아래 기록에서 "white"라는 단어가 들어 있는 줄이 몇 개인지 세어 그 수만 쓰십시오.

:::::

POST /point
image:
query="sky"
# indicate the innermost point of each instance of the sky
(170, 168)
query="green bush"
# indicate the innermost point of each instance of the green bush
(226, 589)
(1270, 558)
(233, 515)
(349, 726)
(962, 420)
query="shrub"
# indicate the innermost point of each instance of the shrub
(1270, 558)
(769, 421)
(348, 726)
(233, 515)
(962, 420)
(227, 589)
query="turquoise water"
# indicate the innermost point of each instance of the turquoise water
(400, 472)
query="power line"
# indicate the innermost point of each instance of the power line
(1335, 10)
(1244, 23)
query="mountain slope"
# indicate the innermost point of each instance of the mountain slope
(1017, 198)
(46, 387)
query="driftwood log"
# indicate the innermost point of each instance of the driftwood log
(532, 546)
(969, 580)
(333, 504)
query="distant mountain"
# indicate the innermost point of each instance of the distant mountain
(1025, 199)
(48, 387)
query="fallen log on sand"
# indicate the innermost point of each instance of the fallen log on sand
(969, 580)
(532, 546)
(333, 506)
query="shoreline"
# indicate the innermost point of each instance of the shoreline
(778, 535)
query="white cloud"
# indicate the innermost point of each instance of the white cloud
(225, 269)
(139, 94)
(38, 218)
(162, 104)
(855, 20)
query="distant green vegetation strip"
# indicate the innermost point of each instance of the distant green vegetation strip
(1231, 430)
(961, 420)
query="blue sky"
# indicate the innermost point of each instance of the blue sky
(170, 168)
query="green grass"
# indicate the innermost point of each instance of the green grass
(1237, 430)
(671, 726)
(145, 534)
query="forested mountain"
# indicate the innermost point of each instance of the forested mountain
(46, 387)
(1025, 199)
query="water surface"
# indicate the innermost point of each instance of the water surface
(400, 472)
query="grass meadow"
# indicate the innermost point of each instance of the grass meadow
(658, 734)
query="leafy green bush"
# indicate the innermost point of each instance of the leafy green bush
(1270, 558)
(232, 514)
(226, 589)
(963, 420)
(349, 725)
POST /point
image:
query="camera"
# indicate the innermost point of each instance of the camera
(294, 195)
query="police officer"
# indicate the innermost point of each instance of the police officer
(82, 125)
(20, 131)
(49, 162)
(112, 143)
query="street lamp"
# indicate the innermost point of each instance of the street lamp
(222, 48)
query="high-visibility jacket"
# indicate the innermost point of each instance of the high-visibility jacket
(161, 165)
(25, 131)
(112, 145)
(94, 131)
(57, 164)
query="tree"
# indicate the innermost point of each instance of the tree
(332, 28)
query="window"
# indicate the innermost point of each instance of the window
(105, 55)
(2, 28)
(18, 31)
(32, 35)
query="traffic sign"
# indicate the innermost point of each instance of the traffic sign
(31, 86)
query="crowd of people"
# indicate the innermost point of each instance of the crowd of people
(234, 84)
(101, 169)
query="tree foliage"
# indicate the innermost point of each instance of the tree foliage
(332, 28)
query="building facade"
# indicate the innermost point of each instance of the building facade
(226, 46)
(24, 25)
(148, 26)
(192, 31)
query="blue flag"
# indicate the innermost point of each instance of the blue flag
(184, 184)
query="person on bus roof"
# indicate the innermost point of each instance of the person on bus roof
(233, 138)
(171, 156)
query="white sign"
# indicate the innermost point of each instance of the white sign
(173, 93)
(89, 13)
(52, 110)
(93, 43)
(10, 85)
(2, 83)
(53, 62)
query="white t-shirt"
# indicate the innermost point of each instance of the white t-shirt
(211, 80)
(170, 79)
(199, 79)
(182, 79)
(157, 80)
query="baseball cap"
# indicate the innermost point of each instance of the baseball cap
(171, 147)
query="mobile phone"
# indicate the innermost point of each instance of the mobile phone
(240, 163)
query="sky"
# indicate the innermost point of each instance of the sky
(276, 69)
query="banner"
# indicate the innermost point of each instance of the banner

:::::

• [문제 풀이]: 6